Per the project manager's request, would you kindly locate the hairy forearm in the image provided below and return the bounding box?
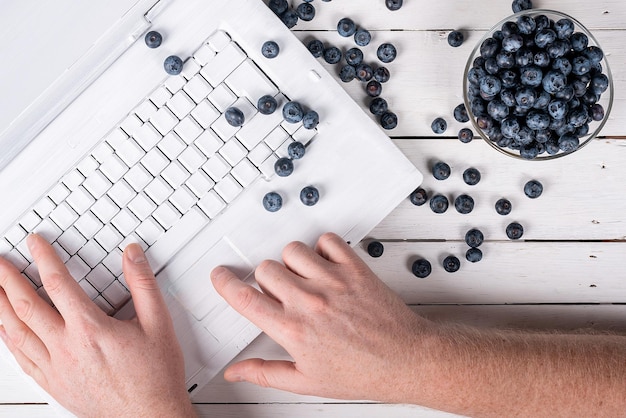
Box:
[401,323,626,417]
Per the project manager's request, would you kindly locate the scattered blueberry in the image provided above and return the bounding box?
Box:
[307,39,325,58]
[409,187,428,206]
[300,186,320,206]
[337,17,357,37]
[323,46,342,64]
[268,0,289,15]
[431,117,447,134]
[432,161,451,180]
[280,9,299,28]
[377,43,397,63]
[274,157,294,177]
[506,222,524,240]
[283,101,304,123]
[164,55,183,75]
[296,2,316,21]
[367,241,384,258]
[458,128,474,143]
[366,80,383,97]
[453,103,470,123]
[524,179,543,198]
[339,65,357,82]
[430,194,449,214]
[356,64,374,82]
[288,142,306,159]
[454,194,475,214]
[380,111,398,130]
[258,95,278,115]
[261,41,280,59]
[374,67,391,83]
[385,0,403,11]
[466,248,483,263]
[512,0,533,13]
[465,228,484,248]
[144,31,162,48]
[463,167,481,186]
[448,31,464,48]
[369,97,388,116]
[411,259,432,278]
[302,110,320,129]
[354,29,372,47]
[495,198,512,215]
[263,192,283,212]
[345,47,364,66]
[442,255,461,273]
[224,107,245,127]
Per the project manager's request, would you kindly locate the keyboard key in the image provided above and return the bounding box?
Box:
[66,187,96,214]
[180,58,201,81]
[78,240,107,268]
[231,159,260,187]
[203,154,230,181]
[225,59,279,104]
[99,154,129,182]
[162,161,190,188]
[158,132,186,160]
[19,211,42,232]
[91,196,120,224]
[174,115,203,144]
[51,242,71,263]
[66,255,91,281]
[124,164,153,192]
[178,145,207,173]
[82,170,113,199]
[74,211,104,239]
[144,177,173,205]
[236,95,286,150]
[111,208,140,237]
[135,99,158,122]
[207,84,237,112]
[57,227,87,255]
[77,156,99,178]
[102,248,124,277]
[116,138,145,167]
[4,225,27,246]
[119,233,148,253]
[48,183,70,205]
[1,245,29,272]
[50,202,79,230]
[24,263,42,287]
[292,125,318,145]
[152,201,181,230]
[191,100,220,129]
[193,44,216,66]
[184,74,213,103]
[91,142,114,164]
[198,190,226,218]
[135,217,164,246]
[169,187,197,214]
[185,170,215,198]
[107,180,136,207]
[62,169,85,191]
[150,107,179,135]
[105,128,129,150]
[149,86,172,108]
[207,30,231,52]
[141,148,169,176]
[120,114,143,137]
[194,130,223,157]
[103,280,130,309]
[247,143,272,167]
[201,42,246,86]
[133,122,162,151]
[275,138,293,159]
[211,115,239,142]
[167,90,196,119]
[94,296,115,315]
[214,174,243,203]
[219,138,247,166]
[165,74,186,94]
[78,279,99,300]
[33,197,56,218]
[258,154,278,179]
[95,225,123,252]
[87,264,116,292]
[128,192,157,221]
[264,126,290,151]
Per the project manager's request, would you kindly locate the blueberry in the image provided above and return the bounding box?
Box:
[506,222,524,240]
[453,103,469,123]
[502,34,524,53]
[339,65,357,82]
[163,55,183,75]
[534,28,556,49]
[432,161,451,180]
[526,111,550,130]
[300,186,320,206]
[262,192,283,212]
[385,0,403,11]
[345,47,364,66]
[512,0,532,13]
[454,194,475,214]
[495,198,512,215]
[533,50,551,67]
[323,46,342,64]
[520,66,543,87]
[479,75,502,97]
[591,74,609,95]
[225,107,245,127]
[307,39,325,58]
[296,3,315,21]
[411,259,432,278]
[590,103,605,122]
[355,64,374,82]
[261,41,280,58]
[524,179,543,198]
[280,9,299,28]
[515,87,536,108]
[558,133,579,153]
[448,31,464,47]
[516,15,536,35]
[571,56,591,76]
[552,58,572,77]
[366,80,382,97]
[367,241,384,258]
[354,29,372,47]
[431,117,447,134]
[374,67,391,83]
[570,32,589,52]
[144,31,162,48]
[547,99,568,120]
[546,40,569,59]
[302,110,319,129]
[501,117,520,138]
[442,255,461,273]
[488,100,509,121]
[554,18,575,40]
[409,187,428,206]
[337,17,357,37]
[283,101,304,123]
[268,0,289,15]
[288,141,306,159]
[274,157,294,177]
[465,228,484,248]
[258,95,278,115]
[463,168,481,186]
[515,48,534,67]
[480,38,499,58]
[458,128,474,143]
[496,51,515,69]
[369,97,388,116]
[466,248,483,263]
[380,111,398,130]
[377,43,397,63]
[429,194,449,214]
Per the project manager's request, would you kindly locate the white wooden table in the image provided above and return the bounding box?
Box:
[2,0,626,416]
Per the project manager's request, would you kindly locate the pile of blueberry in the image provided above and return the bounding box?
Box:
[465,7,610,159]
[267,0,331,29]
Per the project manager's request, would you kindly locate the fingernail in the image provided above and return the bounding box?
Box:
[126,243,147,264]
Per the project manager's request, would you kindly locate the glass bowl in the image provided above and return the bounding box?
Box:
[462,9,614,160]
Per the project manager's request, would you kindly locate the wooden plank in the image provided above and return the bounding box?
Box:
[292,30,624,138]
[369,139,626,241]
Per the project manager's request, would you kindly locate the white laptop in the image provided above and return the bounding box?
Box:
[0,0,422,412]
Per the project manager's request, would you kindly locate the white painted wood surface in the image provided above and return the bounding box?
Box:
[2,0,626,417]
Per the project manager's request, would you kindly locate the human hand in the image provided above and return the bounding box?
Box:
[211,232,433,403]
[0,234,195,418]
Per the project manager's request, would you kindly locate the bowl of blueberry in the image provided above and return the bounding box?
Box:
[463,9,613,160]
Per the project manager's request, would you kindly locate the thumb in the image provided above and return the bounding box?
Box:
[122,243,169,330]
[224,358,306,393]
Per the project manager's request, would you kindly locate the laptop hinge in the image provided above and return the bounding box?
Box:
[144,0,175,23]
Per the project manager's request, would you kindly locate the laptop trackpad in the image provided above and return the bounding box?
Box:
[168,237,254,321]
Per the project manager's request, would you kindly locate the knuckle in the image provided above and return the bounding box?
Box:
[301,291,330,314]
[13,299,35,323]
[10,325,30,349]
[42,272,66,298]
[282,240,308,259]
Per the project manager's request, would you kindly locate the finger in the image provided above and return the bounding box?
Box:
[224,358,308,394]
[253,259,309,304]
[121,243,169,331]
[26,234,101,320]
[314,232,359,265]
[211,266,284,333]
[0,324,48,391]
[0,288,50,366]
[281,240,334,280]
[0,255,63,339]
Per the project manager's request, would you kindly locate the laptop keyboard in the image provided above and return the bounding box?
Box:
[0,30,317,315]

- - - - -

Leave the pictures out, and restate exactly the lines from the start of the records through the one that contains "locate the keyboard".

Solution —
Per the project manager's request, would you kindly locate the hairy forearm in the image provided below and return the bounding box?
Box:
[401,323,626,417]
Per the project manager's request, would you kindly locate the scattered blueberry in the image provided above and return the bounding box?
Box:
[307,39,325,58]
[409,187,428,206]
[300,186,320,206]
[337,17,357,37]
[323,46,342,64]
[268,0,289,15]
[431,117,447,134]
[432,161,451,180]
[280,9,299,28]
[377,43,397,63]
[274,157,294,177]
[506,222,524,240]
[283,101,304,123]
[164,55,183,75]
[296,2,316,21]
[367,241,384,258]
[458,128,474,143]
[366,80,383,97]
[453,103,470,123]
[524,179,543,198]
[339,65,357,82]
[430,194,449,214]
[356,64,374,82]
[288,142,306,159]
[454,194,475,214]
[380,111,398,130]
[258,95,278,115]
[261,41,280,59]
[374,67,391,83]
[385,0,403,11]
[466,248,483,263]
[512,0,533,13]
[465,228,484,248]
[144,31,162,48]
[463,167,481,186]
[448,31,464,48]
[369,97,388,116]
[411,259,432,278]
[302,110,320,129]
[354,29,372,47]
[495,198,512,215]
[263,192,283,212]
[345,47,364,66]
[442,255,461,273]
[224,107,245,127]
Per the project manager's request, would you kindly locate the keyboard key in the image provided above and return the bounding box?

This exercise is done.